Work instructions:
(a) Answer these from the Richard Ellmann passage below:
(i) In what town was Ellmann born?
(ii) Which prize did the 1982 revised edition of his James Joyce biography win?
(iii) Who is listed as his spouse?
(b) Translate this sentence from the Richard Ellmann passage below into Spanish: "Ellmann was a liberal humanist, and his academic work focuses on the major modernist writers of the 20th century."

Passage given:
********

- Photo of Richard Ellmann
- Born: Richard David Ellmann March 15, 1918 Highland Park, Michigan, U.S.
- Died: May 13, 1987 (aged 69) Oxford, England, UK
- Occupations: Literary critic; biographer;
- Spouse: Mary Ellmann
- Children: 3, including Lucy Ellmann

= Richard Ellmann =

American writer and literary critic

Richard David Ellmann, FBA (March 15, 1918 – May 13, 1987), was an American literary critic and biographer of the Irish writers James Joyce, Oscar Wilde, and William Butler Yeats. He won the U.S. National Book Award for Nonfiction for James Joyce (1959), one of the most acclaimed literary biographies of the 20th century. Its 1982 revised edition won James Tait Black Memorial Prize. Ellmann was a liberal humanist, and his academic work focuses on the major modernist writers of the 20th century.

********

Available data:
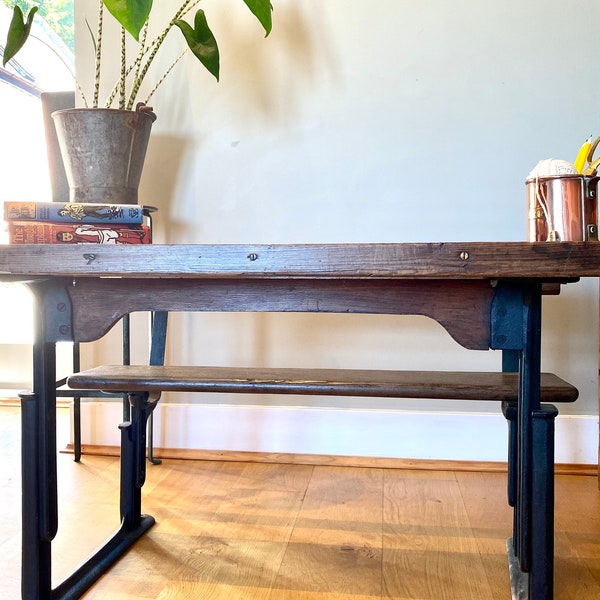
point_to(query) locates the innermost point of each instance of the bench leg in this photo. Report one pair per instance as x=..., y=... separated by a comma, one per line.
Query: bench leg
x=537, y=582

********

Answers:
(a)
(i) Highland Park, Michigan, U.S.
(ii) The James Tait Black Memorial Prize
(iii) Mary Ellmann

(b) Ellmann fue un humanista liberal, y su obra académica se centra en los principales escritores modernistas del siglo XX.